* Start TEXT BLOCK *
Congrats, Azyiu! I decided not to get one until next year. I'm too busy with the Wii right now (Metroid Prime 3 ). And of course I spent all my money on Bare Knuckles and a Tremol-No. 



Naren said:


> I haven't heard anything about God of War III. What is that? PS3/Xbox 360? or just Ps3?



Old question, but I'll answer anyway. God of war is a Sony franchise, so there's no way it'll be on 360. Kinda the same deal as with Halo. Except the game is better.


----------



## Azyiu (Oct 30, 2007)

Ahhh... sounds like you are having fun with your Wii too, Alpo, that's cool!  

About the audio situation, I can't seem to find an answer online... oh well, like I said, it is not a big deal, just not convenience.


----------



## Alpo (Oct 30, 2007)

The PS3 can only send an audio signal through one of the outs (HDMI, optical, analog(multi-AV)). Sucks if you want to hook it up to several audio systems at once.
* End TEXT BLOCK *
* Start STORED DATA *
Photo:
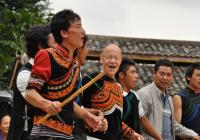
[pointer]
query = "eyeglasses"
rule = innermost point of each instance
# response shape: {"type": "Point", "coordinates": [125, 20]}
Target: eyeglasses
{"type": "Point", "coordinates": [112, 57]}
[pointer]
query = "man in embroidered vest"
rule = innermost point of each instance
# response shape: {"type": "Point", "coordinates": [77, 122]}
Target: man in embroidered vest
{"type": "Point", "coordinates": [133, 113]}
{"type": "Point", "coordinates": [54, 78]}
{"type": "Point", "coordinates": [158, 104]}
{"type": "Point", "coordinates": [106, 95]}
{"type": "Point", "coordinates": [187, 102]}
{"type": "Point", "coordinates": [37, 37]}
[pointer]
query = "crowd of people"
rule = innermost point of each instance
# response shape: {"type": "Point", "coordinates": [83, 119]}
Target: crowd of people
{"type": "Point", "coordinates": [108, 109]}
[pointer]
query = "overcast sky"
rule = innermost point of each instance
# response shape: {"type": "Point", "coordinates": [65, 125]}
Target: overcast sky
{"type": "Point", "coordinates": [159, 19]}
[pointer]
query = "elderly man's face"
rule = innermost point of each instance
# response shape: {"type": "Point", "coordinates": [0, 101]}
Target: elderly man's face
{"type": "Point", "coordinates": [163, 77]}
{"type": "Point", "coordinates": [111, 60]}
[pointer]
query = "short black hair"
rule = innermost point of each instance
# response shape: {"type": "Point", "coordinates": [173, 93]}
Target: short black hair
{"type": "Point", "coordinates": [62, 21]}
{"type": "Point", "coordinates": [190, 70]}
{"type": "Point", "coordinates": [125, 64]}
{"type": "Point", "coordinates": [35, 36]}
{"type": "Point", "coordinates": [163, 62]}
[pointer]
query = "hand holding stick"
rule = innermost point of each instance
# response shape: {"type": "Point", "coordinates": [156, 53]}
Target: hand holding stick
{"type": "Point", "coordinates": [70, 98]}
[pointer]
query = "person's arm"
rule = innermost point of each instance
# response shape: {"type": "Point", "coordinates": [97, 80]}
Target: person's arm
{"type": "Point", "coordinates": [129, 133]}
{"type": "Point", "coordinates": [22, 81]}
{"type": "Point", "coordinates": [35, 99]}
{"type": "Point", "coordinates": [149, 129]}
{"type": "Point", "coordinates": [92, 121]}
{"type": "Point", "coordinates": [177, 102]}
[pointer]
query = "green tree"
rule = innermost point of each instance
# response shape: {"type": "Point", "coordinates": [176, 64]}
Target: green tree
{"type": "Point", "coordinates": [16, 16]}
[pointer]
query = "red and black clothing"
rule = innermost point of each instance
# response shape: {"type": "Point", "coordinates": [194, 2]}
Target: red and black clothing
{"type": "Point", "coordinates": [105, 95]}
{"type": "Point", "coordinates": [54, 76]}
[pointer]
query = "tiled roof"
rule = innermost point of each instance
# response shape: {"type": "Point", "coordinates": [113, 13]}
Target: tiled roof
{"type": "Point", "coordinates": [145, 74]}
{"type": "Point", "coordinates": [168, 48]}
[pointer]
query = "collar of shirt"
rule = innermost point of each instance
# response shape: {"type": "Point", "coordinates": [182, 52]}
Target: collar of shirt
{"type": "Point", "coordinates": [31, 61]}
{"type": "Point", "coordinates": [124, 93]}
{"type": "Point", "coordinates": [63, 51]}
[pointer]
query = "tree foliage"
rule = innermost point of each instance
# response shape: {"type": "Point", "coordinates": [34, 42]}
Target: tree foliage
{"type": "Point", "coordinates": [16, 16]}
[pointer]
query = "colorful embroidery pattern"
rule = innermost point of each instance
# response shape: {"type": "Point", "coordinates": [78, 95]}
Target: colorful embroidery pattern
{"type": "Point", "coordinates": [58, 91]}
{"type": "Point", "coordinates": [59, 59]}
{"type": "Point", "coordinates": [61, 127]}
{"type": "Point", "coordinates": [110, 96]}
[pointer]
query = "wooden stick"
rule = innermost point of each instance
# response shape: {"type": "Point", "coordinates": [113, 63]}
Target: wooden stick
{"type": "Point", "coordinates": [70, 98]}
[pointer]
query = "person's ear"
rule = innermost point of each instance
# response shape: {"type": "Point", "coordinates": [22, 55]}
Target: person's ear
{"type": "Point", "coordinates": [64, 34]}
{"type": "Point", "coordinates": [121, 75]}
* End STORED DATA *
DIRECTIVES:
1 – In the forum thread, which Wii game does the first post name as keeping its writer busy?
2 – Using the reason the forum thread gives, explain in one to three sentences why God of War III will not come out on the Xbox 360.
3 – Extend the forum thread about the PS3 with a next post that picks up after its last sentence.

REPLIES:
1 – Metroid Prime 3.

2 – God of War is a Sony franchise, so there is no way it will be on the 360. The post compares this to Halo.

3 –
----------



## Naren (Oct 30, 2007)

I can't answer ya. I just have my PS3 hooked up to my sweet new high definition TV with the HDMI cable, but I assume that if you wanted to send video to your TV and audio to a seperate location, you'd have to use componant since HDMI is a single cable that carries both audio and video, whereas component consists of multiple cables. I wouldn't know though, since I've never sent audio and video to seperate locations in any of the consoles I've owned.

I've played 10 PS3 games already since I got my console (3 of those rented from my company's game library). 

And, no matter what, if you play a PS1 game after playing a PS3 game in 1080p, the PS1 is going to look pretty pixelly and crappy. It's just the nature of the beast. It's like watching a movie in BluRay or HD-DVD on a really high quality high definition TV and then watching a video cassette on the same TV.


----------



## Alpo (Oct 30, 2007)

Azyiu said:


> Ahhh... sounds like you are having fun with your Wii too, Alpo, that's cool! .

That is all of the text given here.